> Written instruction: Return the lines beginning at the one that contains "Task: point out the wheel" and running to the end of the records, exactly and with nothing else. Omit pictures.

┏━━

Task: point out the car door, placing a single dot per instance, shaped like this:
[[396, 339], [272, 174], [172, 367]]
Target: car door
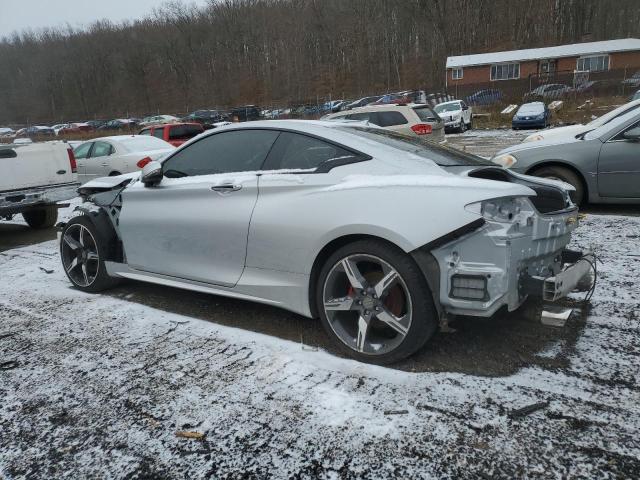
[[82, 153], [619, 166], [194, 224], [98, 163]]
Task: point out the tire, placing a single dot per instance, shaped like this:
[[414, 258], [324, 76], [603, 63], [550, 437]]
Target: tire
[[41, 218], [566, 175], [89, 254], [406, 302]]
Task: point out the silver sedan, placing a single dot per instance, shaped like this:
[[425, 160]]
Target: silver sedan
[[381, 236]]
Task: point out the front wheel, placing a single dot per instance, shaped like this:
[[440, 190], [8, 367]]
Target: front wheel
[[40, 218], [374, 300], [82, 250]]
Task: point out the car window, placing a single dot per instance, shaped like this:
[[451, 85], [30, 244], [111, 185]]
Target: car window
[[390, 119], [425, 114], [440, 154], [184, 132], [101, 149], [293, 151], [235, 151], [82, 151], [620, 136], [363, 117]]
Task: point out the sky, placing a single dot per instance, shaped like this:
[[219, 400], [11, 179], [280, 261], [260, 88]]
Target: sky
[[17, 15]]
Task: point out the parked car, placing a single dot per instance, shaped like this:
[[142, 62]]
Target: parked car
[[412, 120], [34, 177], [531, 115], [205, 117], [118, 124], [245, 114], [601, 164], [379, 280], [485, 97], [362, 102], [36, 131], [155, 119], [456, 114], [111, 156], [174, 133], [552, 91], [573, 130]]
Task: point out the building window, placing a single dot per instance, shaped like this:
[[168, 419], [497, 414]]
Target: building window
[[597, 63], [505, 71]]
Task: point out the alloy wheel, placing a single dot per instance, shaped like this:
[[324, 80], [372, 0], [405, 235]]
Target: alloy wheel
[[367, 304], [80, 255]]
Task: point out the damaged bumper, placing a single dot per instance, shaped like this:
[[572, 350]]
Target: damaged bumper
[[503, 262]]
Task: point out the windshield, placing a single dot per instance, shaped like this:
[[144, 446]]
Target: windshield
[[442, 155], [142, 143], [530, 108], [447, 107]]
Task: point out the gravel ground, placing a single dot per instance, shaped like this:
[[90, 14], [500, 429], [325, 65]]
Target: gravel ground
[[108, 385]]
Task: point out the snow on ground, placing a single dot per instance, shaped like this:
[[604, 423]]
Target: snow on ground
[[102, 384]]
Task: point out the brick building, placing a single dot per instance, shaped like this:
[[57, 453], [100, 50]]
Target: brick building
[[579, 58]]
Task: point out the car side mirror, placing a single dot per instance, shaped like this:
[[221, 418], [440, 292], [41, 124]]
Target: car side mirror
[[152, 174], [632, 134]]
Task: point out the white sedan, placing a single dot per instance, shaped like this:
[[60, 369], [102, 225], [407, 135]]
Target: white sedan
[[456, 114], [109, 156], [158, 119]]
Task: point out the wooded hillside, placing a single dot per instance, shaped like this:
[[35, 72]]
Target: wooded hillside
[[276, 52]]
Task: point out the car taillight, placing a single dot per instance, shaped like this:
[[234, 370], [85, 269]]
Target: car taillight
[[422, 129], [143, 162], [72, 161]]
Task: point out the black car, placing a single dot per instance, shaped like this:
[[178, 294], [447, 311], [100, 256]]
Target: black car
[[205, 117], [246, 113]]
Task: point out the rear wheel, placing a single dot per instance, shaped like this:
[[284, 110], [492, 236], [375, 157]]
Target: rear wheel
[[44, 217], [565, 175], [82, 249], [374, 300]]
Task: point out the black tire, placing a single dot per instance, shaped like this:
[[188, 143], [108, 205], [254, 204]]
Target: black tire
[[424, 318], [103, 245], [566, 175], [40, 218]]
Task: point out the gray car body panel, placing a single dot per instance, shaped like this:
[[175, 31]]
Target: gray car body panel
[[260, 242], [610, 168]]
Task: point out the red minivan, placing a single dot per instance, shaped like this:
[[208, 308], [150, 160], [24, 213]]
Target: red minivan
[[174, 133]]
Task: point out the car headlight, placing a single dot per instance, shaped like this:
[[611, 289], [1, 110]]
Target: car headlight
[[503, 210], [533, 138], [506, 160]]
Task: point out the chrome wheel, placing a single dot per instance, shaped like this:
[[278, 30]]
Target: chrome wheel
[[80, 255], [367, 304]]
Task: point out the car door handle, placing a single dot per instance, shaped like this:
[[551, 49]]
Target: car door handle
[[226, 188]]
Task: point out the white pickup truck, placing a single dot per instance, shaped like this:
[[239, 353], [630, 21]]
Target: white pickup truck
[[34, 177]]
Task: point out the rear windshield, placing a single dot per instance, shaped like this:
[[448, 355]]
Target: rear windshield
[[425, 114], [184, 132], [143, 142], [440, 154]]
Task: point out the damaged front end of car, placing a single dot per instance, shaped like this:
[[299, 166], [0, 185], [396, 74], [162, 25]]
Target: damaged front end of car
[[516, 249]]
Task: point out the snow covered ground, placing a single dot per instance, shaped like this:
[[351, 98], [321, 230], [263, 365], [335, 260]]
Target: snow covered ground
[[100, 386]]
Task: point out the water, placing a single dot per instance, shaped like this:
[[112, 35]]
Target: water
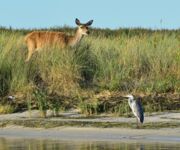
[[42, 144]]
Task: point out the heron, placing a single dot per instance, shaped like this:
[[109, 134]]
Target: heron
[[136, 108]]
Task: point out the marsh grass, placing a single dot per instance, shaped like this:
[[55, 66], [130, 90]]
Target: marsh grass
[[125, 60]]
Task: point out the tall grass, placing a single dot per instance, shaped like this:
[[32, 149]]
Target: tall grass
[[137, 61]]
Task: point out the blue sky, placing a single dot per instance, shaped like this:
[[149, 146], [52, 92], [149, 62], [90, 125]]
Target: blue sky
[[105, 13]]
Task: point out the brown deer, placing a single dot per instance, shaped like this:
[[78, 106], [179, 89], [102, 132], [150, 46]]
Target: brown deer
[[39, 39]]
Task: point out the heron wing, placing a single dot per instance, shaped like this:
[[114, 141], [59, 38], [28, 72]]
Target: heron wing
[[139, 111]]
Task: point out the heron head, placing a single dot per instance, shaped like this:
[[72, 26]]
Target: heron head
[[129, 96]]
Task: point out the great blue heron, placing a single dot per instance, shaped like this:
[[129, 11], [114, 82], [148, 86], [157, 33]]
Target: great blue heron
[[136, 108]]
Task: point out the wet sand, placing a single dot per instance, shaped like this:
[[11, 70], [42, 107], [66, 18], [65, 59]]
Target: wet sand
[[169, 134]]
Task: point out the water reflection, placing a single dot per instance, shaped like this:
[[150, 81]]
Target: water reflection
[[37, 144]]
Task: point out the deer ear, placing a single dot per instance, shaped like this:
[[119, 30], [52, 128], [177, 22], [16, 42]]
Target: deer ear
[[77, 22], [89, 23]]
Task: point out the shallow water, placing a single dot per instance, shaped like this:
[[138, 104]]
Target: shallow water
[[42, 144]]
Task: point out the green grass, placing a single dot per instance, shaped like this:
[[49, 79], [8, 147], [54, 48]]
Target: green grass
[[125, 60]]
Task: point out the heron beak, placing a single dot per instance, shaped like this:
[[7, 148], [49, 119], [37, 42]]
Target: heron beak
[[125, 96]]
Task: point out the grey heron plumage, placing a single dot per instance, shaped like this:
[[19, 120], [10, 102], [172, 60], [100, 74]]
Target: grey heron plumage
[[136, 107]]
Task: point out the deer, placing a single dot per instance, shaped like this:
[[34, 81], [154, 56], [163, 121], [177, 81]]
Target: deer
[[37, 40]]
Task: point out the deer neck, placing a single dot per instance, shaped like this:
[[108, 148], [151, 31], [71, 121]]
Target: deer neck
[[76, 38]]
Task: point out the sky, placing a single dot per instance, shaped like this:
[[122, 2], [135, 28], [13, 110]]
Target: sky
[[154, 14]]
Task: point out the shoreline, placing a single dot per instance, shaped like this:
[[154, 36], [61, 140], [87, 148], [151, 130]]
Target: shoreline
[[158, 127], [170, 135]]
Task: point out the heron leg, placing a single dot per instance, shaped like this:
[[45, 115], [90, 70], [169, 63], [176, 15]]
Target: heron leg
[[137, 123]]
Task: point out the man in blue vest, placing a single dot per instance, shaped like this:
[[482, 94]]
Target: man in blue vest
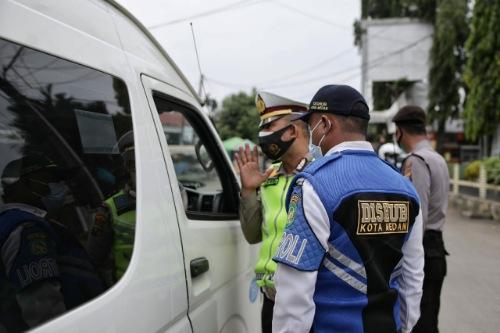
[[44, 271], [351, 257]]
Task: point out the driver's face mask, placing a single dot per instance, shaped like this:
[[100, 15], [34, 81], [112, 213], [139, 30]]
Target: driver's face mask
[[272, 145], [56, 198]]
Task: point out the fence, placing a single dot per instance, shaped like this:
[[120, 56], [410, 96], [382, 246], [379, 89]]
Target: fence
[[475, 198]]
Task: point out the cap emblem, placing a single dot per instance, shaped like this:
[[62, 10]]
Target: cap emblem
[[261, 106]]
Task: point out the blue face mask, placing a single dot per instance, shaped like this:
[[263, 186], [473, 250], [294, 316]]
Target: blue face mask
[[55, 200]]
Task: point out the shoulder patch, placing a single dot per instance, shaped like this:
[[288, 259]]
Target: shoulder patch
[[271, 181], [406, 171]]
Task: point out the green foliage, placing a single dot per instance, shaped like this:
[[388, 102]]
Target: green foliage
[[482, 73], [239, 117], [472, 170], [447, 59], [492, 166], [380, 9], [386, 92]]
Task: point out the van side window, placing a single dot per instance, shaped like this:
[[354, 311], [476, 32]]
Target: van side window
[[207, 186], [67, 190]]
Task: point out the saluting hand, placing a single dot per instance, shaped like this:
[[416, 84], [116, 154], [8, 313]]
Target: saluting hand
[[250, 174]]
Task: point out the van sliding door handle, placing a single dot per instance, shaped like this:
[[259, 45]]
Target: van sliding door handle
[[198, 266]]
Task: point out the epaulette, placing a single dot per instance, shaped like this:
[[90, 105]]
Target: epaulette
[[419, 157]]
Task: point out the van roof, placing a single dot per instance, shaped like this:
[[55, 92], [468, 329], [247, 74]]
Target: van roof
[[125, 12]]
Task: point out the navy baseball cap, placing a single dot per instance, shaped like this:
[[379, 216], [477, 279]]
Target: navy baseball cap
[[338, 99]]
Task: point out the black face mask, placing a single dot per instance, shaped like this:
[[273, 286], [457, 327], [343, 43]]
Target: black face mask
[[272, 145]]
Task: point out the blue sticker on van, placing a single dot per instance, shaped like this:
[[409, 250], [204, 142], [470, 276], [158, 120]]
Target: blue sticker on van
[[253, 291]]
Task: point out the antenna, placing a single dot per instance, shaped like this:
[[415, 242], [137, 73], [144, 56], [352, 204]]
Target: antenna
[[201, 87]]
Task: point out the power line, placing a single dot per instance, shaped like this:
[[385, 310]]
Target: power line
[[381, 58], [375, 63], [320, 19], [236, 5], [311, 16], [284, 77]]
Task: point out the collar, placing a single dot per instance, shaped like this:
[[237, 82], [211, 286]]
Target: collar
[[422, 144], [301, 166], [25, 208], [350, 145]]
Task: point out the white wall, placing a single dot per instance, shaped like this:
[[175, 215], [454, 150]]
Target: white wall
[[394, 49]]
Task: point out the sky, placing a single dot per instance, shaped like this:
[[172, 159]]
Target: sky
[[288, 47]]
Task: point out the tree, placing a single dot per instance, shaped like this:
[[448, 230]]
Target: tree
[[239, 117], [447, 59], [482, 73]]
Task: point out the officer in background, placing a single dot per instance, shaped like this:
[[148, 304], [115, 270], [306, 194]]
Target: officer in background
[[351, 257], [283, 139], [44, 270], [429, 173], [111, 238]]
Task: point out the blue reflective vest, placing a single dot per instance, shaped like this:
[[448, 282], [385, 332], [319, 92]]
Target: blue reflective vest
[[371, 210], [71, 265]]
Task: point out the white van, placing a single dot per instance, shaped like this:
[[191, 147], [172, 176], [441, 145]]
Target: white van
[[75, 78]]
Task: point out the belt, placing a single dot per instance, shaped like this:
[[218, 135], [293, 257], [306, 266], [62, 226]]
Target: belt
[[269, 292], [433, 244]]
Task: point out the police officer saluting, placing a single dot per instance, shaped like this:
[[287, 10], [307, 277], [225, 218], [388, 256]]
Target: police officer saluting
[[284, 139], [351, 257], [429, 173]]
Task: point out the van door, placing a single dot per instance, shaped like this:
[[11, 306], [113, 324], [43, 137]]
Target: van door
[[218, 260]]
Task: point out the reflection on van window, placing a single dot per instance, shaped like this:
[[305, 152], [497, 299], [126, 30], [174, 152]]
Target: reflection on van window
[[199, 182], [67, 190]]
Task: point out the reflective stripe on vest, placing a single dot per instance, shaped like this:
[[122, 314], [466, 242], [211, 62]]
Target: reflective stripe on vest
[[273, 197]]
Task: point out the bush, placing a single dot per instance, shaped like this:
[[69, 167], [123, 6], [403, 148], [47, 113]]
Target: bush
[[472, 170], [492, 166]]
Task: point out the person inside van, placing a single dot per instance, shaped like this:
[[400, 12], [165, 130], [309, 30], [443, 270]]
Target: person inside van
[[111, 239], [44, 270]]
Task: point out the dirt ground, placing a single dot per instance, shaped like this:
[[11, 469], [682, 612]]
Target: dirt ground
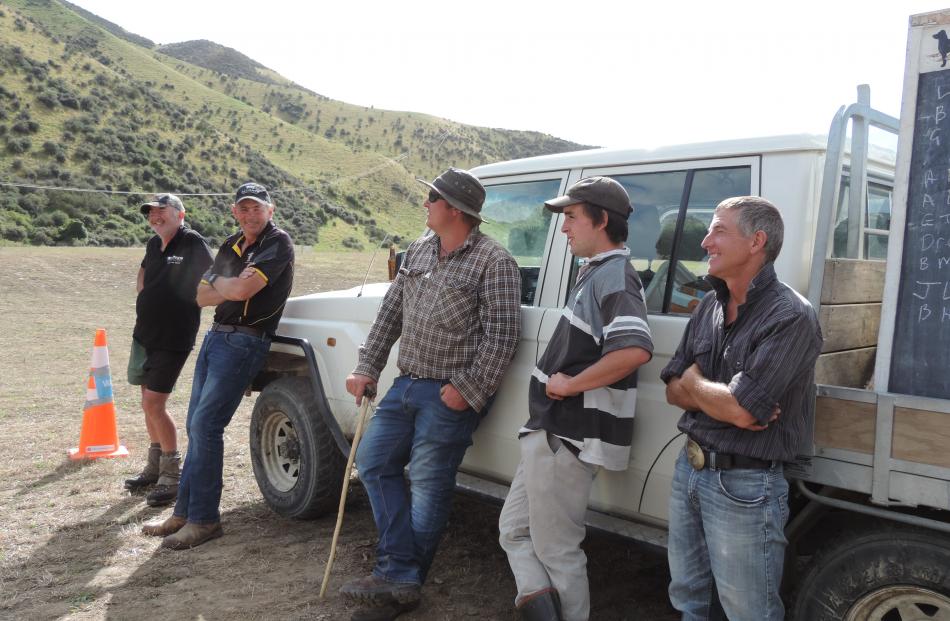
[[70, 546]]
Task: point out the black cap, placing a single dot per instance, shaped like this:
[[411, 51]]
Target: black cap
[[162, 200], [601, 191], [253, 191], [461, 189]]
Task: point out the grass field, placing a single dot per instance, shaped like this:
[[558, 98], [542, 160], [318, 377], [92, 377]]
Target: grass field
[[70, 546]]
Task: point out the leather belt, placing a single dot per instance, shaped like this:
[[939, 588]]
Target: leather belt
[[413, 376], [700, 458], [227, 327]]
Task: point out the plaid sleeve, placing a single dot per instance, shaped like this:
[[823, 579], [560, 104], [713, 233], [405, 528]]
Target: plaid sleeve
[[499, 310], [384, 332]]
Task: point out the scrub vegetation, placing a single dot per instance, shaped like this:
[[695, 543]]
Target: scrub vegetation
[[85, 104]]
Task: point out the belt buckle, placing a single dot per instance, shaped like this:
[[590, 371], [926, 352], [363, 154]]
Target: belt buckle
[[694, 455]]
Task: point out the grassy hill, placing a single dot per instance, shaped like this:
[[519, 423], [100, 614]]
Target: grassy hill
[[85, 104]]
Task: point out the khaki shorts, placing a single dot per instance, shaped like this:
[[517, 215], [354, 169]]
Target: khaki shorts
[[156, 369]]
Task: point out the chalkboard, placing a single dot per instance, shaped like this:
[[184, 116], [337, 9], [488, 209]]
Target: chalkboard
[[920, 357]]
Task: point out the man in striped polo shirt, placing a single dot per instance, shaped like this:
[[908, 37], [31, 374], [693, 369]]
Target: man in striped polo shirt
[[581, 400]]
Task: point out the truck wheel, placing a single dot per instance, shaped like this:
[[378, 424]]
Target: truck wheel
[[884, 575], [298, 467]]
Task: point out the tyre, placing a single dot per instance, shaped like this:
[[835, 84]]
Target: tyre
[[297, 464], [888, 574]]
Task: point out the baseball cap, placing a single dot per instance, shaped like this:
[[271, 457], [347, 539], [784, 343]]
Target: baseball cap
[[253, 191], [162, 200], [461, 189], [603, 192]]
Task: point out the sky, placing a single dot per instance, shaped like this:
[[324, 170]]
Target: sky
[[616, 74]]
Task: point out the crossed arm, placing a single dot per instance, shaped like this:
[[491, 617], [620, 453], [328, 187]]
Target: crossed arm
[[611, 368], [237, 289], [693, 392]]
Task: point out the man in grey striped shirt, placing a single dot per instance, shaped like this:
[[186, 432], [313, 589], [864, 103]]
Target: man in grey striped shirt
[[744, 374], [581, 404]]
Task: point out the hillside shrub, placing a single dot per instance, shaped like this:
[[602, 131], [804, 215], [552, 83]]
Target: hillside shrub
[[16, 146]]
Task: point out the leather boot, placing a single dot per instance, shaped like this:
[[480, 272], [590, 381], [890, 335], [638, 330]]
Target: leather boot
[[149, 474], [166, 488], [542, 605], [192, 535], [387, 612], [167, 527]]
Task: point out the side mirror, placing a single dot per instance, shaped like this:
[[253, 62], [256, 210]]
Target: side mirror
[[395, 260]]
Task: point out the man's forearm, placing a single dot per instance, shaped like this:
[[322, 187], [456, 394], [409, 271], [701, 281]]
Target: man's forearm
[[208, 296], [611, 368], [714, 399], [676, 394]]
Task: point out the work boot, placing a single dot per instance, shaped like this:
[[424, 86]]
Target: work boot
[[167, 527], [374, 592], [192, 535], [383, 613], [542, 605], [166, 488], [149, 474]]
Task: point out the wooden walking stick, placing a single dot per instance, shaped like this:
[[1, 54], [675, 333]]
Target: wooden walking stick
[[364, 408]]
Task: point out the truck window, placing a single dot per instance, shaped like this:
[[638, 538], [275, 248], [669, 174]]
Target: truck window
[[516, 218], [672, 211], [875, 225]]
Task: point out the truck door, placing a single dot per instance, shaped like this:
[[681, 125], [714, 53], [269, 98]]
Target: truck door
[[515, 216]]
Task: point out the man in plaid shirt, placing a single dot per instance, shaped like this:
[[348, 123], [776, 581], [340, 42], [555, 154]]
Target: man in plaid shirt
[[456, 305]]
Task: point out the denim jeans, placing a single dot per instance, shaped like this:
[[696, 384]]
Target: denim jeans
[[727, 533], [412, 427], [226, 364]]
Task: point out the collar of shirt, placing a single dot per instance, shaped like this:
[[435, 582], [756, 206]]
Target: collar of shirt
[[172, 241], [435, 243], [757, 287], [600, 258]]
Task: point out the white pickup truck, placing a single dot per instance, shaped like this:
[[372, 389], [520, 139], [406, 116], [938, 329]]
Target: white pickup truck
[[868, 532]]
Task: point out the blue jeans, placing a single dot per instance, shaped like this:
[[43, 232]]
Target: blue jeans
[[727, 532], [412, 427], [226, 364]]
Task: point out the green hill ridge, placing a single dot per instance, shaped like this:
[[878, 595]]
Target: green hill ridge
[[85, 104]]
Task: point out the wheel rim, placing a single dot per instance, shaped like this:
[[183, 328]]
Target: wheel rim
[[901, 603], [280, 451]]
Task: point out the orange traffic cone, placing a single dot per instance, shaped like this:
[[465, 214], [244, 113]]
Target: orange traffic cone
[[98, 437]]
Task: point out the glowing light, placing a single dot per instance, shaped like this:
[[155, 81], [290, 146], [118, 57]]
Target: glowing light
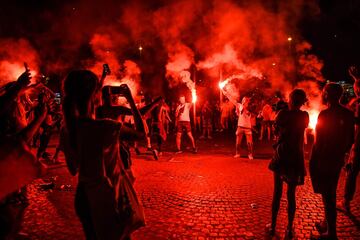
[[313, 115], [193, 95], [222, 84]]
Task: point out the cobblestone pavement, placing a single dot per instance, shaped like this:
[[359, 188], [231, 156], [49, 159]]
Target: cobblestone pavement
[[209, 195]]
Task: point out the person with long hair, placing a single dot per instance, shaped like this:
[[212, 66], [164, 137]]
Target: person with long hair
[[334, 134], [288, 163], [91, 150]]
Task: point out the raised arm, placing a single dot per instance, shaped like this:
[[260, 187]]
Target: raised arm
[[139, 124], [231, 99]]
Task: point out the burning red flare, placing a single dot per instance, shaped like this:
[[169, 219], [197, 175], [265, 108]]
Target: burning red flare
[[313, 115]]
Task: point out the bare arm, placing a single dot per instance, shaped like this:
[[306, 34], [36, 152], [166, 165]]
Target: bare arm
[[139, 124], [231, 99]]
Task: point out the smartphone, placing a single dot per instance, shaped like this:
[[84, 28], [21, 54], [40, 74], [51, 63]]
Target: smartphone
[[26, 67], [106, 68]]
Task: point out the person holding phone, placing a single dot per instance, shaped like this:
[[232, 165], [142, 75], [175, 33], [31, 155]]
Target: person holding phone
[[91, 150], [183, 123]]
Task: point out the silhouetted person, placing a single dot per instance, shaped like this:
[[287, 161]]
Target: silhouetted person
[[334, 137], [92, 150], [353, 167], [183, 123], [288, 161], [17, 162]]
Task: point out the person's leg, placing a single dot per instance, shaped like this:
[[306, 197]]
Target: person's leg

┗━━

> Exercise solution:
Task: point out the wheel rim, placing a single dot per instance, shaped like this:
[[183, 328]]
Target: wheel rim
[[901, 603], [280, 451]]
Task: point out the orange traffic cone, placing a single dot per instance, shaped like this:
[[465, 214], [244, 113]]
Target: orange traffic cone
[[98, 437]]
Task: point out the glowing light, placing a single dot per instance, shaped like this:
[[155, 81], [290, 146], [118, 57]]
Target: glowing light
[[313, 115], [193, 95], [222, 84]]
Task: point out the cobblestone pavement, placing a single dot per instance, shaped like this:
[[359, 188], [231, 156], [49, 159]]
Target: cobblestone pavement
[[209, 195]]
Task: point out the person with long hair, placing a single dot per instance, shaped like this:
[[212, 66], [164, 137]]
Target: person with long hair
[[334, 134], [288, 163], [91, 150]]
Task: point out the raised arm, placing a single dot per instance, shaped like this:
[[260, 187]]
Target: raised arm
[[139, 124], [231, 99]]
Task: point out the burning red flare, placing a single dot per instance, shaped like this:
[[169, 219], [197, 175], [265, 108]]
Target: burning red flare
[[313, 115]]
Task: point out the bare arm, placing a single dot per instance, shaped like this:
[[306, 34], [36, 152], [166, 165]]
Target: bare arm
[[139, 124], [231, 99]]
Task: point out the smartphone, placing a single dot per instance, shaped like this:
[[84, 28], [21, 54], [40, 74], [51, 63]]
Target: smartphone
[[26, 67], [106, 68]]
Task: point out the person holding phone, placing a single dot per instance, shaped like this:
[[232, 165], [142, 75], [175, 33], [31, 155]]
Target: person holding phone
[[91, 150], [183, 123]]
Task: point out the silhouetted person, placing a single dot per instance, shaped like this:
[[287, 161]]
Target: silhouetted person
[[334, 137], [92, 150], [353, 167], [183, 123], [288, 161], [17, 162]]
Task: point out the person's leg, placing a single dot per instance, shaped like this:
[[306, 197]]
Target: person's leg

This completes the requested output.